◆ Exercise goal:
Update the lines of the listing starting at the one containing "like point(372, 325)." and ending at the one containing "point(276, 343)" by changing "component" to "system". Reproduce only those lines, with everything else unchanged.

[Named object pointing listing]
■ ■ ■ ■ ■ ■ ■

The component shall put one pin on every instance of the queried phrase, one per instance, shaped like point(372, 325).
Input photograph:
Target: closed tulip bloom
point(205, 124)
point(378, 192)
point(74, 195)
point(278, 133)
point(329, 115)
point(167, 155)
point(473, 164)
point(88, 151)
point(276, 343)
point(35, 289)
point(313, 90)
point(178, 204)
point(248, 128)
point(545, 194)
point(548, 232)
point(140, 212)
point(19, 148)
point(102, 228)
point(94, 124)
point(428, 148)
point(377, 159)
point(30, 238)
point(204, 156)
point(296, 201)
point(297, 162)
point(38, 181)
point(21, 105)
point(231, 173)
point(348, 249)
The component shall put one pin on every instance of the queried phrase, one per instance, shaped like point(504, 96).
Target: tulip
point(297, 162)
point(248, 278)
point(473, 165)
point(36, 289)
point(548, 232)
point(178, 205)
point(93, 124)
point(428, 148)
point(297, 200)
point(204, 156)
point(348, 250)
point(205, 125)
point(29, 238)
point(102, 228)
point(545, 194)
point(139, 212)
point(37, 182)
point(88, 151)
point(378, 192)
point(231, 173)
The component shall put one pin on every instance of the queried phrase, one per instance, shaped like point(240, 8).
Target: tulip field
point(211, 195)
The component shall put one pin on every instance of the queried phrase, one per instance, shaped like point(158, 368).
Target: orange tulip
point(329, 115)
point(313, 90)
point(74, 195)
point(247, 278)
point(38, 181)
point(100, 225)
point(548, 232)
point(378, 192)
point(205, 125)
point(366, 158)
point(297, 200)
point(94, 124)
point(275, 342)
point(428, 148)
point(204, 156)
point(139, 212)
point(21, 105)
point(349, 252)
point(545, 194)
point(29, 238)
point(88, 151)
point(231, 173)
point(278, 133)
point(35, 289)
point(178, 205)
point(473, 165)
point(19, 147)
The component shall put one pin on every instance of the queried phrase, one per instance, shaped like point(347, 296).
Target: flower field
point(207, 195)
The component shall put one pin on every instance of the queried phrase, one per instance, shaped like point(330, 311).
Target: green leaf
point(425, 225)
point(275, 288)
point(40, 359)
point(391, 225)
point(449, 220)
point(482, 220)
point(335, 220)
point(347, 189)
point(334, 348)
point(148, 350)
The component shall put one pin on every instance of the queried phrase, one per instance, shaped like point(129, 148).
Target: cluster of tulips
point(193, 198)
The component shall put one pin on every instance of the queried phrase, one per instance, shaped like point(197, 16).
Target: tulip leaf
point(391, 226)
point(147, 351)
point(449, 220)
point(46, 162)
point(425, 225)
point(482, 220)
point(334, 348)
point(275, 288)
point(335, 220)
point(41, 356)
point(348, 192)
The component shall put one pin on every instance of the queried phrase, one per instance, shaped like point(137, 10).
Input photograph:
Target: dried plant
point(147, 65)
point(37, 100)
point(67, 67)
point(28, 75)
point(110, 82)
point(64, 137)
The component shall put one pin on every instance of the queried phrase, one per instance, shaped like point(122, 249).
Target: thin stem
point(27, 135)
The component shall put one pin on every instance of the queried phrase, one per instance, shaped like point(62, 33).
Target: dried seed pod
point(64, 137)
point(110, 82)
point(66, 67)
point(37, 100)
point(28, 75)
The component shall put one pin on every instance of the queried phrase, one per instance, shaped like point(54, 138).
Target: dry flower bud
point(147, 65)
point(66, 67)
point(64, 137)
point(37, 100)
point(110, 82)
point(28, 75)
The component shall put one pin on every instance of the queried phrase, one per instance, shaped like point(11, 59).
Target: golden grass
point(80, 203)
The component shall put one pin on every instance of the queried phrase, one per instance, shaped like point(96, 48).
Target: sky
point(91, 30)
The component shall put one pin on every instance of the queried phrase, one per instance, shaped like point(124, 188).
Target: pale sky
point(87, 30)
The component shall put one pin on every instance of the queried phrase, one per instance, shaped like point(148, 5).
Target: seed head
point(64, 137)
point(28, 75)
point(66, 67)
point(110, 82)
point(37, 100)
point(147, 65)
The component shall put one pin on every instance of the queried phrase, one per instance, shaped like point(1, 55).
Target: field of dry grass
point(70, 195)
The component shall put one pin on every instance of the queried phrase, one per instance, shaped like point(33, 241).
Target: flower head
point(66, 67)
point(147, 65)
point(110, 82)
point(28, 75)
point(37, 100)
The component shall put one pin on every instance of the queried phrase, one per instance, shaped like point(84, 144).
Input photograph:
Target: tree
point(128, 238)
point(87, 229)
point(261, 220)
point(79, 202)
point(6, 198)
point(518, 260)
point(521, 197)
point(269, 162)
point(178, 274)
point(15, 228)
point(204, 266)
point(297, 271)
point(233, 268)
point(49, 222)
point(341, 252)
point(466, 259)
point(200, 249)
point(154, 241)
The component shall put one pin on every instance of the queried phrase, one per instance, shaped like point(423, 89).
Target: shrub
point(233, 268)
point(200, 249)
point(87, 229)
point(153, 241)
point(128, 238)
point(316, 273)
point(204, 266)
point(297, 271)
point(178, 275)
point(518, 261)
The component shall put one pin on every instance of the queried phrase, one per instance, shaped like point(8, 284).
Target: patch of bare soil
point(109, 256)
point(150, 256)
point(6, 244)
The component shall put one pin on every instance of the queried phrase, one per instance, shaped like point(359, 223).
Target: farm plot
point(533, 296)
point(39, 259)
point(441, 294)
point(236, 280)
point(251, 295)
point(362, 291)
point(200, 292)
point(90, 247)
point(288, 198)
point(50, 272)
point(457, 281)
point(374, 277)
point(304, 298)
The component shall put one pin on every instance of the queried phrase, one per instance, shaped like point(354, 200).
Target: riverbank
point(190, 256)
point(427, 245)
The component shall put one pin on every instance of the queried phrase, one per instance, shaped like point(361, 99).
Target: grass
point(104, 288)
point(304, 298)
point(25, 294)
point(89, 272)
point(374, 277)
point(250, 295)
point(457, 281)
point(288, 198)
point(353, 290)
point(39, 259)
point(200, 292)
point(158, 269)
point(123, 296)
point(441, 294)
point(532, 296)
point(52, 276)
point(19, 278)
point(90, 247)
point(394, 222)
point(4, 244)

■ ■ ■ ■ ■ ■ ■

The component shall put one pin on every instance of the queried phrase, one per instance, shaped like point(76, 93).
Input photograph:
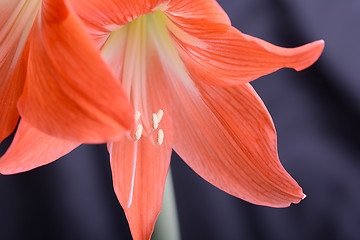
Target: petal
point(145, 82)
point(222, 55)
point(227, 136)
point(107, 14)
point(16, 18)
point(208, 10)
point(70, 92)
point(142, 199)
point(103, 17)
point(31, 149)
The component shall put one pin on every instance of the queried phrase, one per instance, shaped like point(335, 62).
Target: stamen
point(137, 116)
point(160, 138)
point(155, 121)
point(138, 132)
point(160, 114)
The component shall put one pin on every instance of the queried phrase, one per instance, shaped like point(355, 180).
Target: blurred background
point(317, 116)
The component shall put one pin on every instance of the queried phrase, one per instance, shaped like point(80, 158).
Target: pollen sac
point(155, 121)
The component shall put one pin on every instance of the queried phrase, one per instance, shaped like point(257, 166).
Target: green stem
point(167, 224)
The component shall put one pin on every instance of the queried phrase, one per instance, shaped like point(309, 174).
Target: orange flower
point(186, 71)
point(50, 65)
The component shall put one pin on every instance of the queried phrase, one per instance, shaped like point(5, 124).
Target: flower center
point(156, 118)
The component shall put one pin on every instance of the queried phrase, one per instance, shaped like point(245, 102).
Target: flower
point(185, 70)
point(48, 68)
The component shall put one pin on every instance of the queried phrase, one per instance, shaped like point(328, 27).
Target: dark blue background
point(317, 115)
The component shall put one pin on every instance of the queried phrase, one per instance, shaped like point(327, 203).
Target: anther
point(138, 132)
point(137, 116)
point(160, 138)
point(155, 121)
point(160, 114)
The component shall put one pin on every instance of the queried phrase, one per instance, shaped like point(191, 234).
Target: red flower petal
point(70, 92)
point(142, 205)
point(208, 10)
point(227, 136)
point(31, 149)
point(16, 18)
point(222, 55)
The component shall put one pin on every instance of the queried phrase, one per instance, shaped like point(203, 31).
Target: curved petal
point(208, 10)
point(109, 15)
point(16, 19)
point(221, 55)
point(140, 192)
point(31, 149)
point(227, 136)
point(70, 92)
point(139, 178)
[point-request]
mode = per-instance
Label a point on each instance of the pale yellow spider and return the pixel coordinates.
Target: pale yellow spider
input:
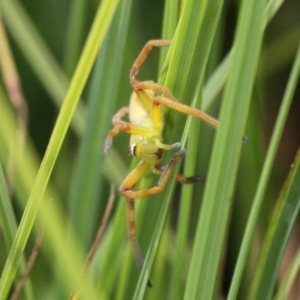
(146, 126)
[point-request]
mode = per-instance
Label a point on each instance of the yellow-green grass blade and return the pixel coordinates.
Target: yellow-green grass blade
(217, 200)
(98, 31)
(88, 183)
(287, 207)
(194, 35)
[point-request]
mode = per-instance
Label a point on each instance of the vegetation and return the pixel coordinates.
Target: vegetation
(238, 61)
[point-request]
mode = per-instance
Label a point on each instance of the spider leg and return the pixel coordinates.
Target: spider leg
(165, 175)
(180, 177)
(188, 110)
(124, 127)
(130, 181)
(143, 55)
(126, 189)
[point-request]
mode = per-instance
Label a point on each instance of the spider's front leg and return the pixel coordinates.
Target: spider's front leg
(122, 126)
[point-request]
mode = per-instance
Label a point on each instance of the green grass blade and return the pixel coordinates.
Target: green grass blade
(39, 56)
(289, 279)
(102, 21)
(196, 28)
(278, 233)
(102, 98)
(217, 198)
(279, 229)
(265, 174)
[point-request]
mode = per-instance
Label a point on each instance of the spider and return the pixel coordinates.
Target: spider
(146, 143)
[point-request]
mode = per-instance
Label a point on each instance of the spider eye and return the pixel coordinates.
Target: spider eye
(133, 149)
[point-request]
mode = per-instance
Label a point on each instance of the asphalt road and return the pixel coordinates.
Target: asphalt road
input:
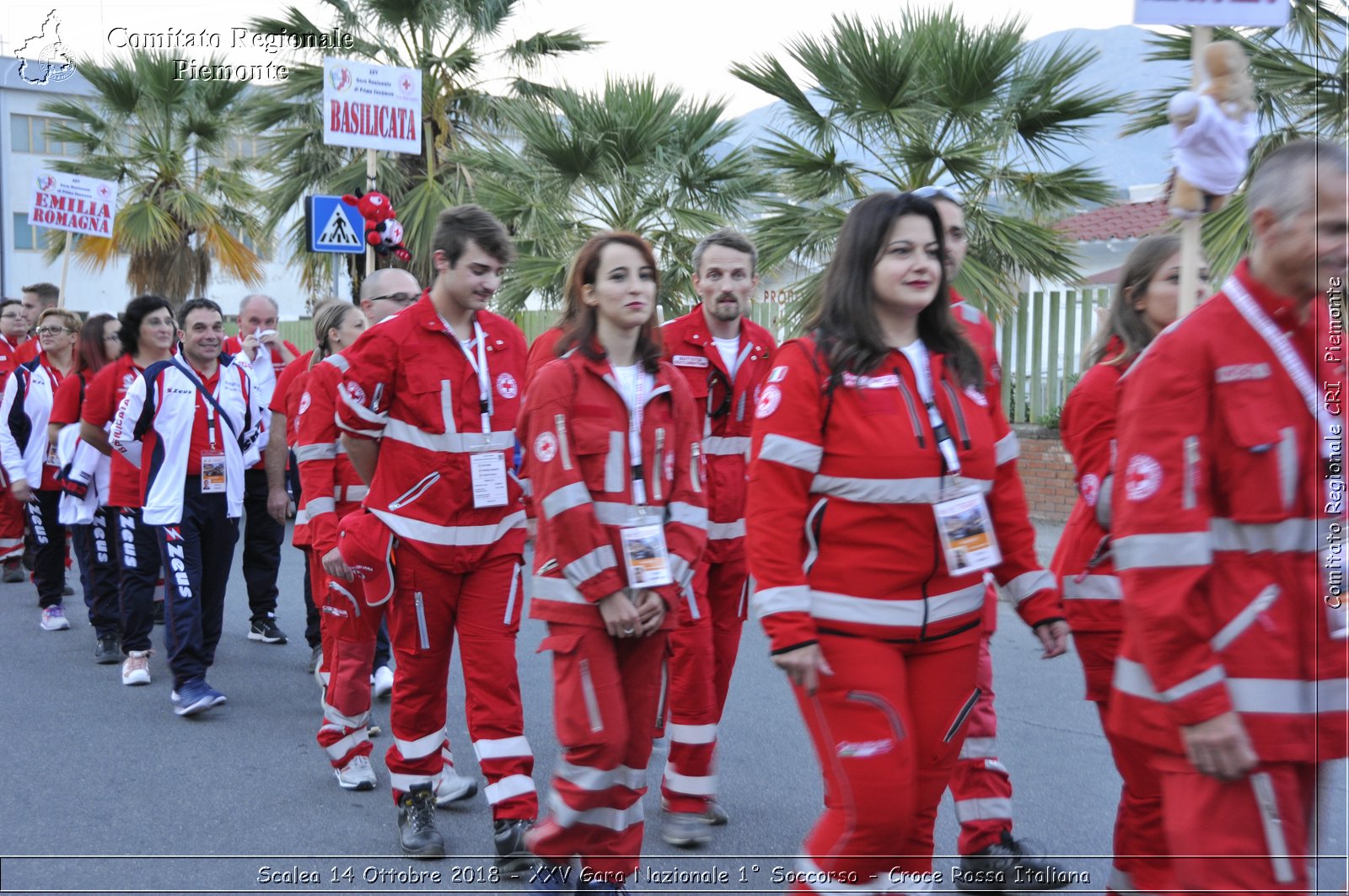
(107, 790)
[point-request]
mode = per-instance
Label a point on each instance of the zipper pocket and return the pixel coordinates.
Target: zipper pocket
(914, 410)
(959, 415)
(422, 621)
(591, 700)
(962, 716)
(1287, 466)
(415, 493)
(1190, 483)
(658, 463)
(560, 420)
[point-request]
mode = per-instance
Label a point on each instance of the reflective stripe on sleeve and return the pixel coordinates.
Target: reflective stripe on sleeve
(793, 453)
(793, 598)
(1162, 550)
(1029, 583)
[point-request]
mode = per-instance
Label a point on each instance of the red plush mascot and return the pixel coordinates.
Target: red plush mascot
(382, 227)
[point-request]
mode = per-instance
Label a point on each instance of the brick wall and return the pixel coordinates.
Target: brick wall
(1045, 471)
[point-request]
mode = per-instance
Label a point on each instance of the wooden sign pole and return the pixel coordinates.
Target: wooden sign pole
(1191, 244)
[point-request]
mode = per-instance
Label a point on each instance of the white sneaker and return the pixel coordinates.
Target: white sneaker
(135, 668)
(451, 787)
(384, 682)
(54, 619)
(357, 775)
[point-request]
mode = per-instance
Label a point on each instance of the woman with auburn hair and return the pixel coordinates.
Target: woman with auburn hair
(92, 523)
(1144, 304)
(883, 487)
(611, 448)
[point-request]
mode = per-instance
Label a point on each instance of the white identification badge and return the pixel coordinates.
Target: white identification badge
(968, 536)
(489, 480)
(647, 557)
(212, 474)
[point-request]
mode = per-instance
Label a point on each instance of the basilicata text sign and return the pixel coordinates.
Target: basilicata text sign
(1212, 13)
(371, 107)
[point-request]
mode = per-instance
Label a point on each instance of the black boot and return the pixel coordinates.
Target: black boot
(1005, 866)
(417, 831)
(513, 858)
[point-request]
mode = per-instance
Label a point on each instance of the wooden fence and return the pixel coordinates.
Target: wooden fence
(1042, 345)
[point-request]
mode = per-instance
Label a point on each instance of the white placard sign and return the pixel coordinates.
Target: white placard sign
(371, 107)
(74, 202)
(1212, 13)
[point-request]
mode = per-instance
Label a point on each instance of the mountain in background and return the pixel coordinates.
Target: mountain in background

■ ■ ■ ■ ■ ■ ■

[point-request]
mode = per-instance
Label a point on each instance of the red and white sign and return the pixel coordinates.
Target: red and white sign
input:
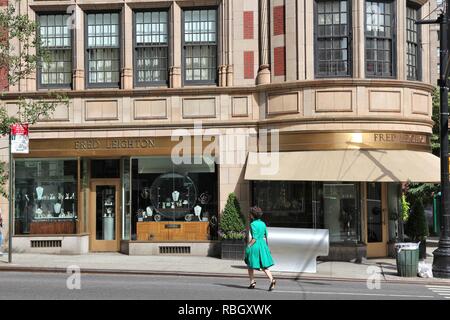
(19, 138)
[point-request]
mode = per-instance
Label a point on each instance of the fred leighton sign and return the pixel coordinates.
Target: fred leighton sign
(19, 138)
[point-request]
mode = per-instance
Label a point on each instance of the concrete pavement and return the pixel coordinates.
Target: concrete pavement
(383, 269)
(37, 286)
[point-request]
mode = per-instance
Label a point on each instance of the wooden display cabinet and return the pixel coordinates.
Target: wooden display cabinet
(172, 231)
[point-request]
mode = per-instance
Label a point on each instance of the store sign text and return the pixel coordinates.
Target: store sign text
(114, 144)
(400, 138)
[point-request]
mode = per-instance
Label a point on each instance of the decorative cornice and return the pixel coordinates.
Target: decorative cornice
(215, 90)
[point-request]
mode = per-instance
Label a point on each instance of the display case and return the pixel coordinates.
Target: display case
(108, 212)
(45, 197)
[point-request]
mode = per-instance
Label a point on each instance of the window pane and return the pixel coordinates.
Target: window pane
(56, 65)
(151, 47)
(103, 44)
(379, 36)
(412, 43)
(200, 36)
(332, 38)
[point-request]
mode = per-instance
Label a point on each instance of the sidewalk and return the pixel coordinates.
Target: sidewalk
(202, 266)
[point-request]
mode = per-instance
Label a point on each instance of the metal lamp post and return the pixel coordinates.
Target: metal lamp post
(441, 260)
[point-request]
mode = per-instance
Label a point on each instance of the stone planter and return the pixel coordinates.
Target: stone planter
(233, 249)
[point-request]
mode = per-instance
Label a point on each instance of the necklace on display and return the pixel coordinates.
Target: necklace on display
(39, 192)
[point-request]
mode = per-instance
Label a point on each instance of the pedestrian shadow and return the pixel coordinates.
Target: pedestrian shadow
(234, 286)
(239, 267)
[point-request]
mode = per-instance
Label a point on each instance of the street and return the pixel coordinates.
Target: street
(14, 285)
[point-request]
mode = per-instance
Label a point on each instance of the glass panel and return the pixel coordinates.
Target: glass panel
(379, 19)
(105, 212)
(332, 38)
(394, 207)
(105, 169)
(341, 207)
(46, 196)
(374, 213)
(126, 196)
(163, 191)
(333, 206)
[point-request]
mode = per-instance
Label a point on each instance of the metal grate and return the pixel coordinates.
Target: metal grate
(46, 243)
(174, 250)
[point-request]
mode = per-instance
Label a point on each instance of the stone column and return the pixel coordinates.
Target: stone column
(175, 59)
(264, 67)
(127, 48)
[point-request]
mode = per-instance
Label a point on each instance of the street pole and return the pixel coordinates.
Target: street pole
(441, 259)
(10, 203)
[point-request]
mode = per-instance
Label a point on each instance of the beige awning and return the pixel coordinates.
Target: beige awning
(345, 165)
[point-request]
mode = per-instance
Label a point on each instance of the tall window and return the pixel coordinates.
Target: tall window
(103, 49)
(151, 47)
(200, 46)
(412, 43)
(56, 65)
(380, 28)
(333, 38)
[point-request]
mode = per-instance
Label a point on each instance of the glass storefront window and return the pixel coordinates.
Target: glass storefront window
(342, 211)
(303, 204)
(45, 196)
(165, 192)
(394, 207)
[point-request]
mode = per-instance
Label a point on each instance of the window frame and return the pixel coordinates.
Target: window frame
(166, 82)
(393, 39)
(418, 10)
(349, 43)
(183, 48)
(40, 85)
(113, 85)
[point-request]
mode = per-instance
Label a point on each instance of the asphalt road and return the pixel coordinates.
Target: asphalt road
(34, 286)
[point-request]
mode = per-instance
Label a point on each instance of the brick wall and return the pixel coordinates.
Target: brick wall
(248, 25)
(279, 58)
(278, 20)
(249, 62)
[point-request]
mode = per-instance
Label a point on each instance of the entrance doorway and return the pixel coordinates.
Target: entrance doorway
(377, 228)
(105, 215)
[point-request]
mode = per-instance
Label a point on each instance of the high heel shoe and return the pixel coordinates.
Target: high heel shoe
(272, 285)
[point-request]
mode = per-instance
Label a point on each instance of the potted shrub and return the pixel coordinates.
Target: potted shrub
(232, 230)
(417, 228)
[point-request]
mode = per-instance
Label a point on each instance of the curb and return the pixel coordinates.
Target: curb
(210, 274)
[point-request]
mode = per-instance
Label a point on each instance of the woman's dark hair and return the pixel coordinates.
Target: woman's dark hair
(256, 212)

■ ■ ■ ■ ■ ■ ■

◆ Exercise solution:
The system shall put one pin on every instance of the queried phrase, one per instance, shaped like point(372, 325).
Input photograph:
Target: closed tulip bloom
point(205, 124)
point(378, 192)
point(74, 195)
point(278, 133)
point(329, 115)
point(167, 155)
point(473, 164)
point(88, 151)
point(276, 343)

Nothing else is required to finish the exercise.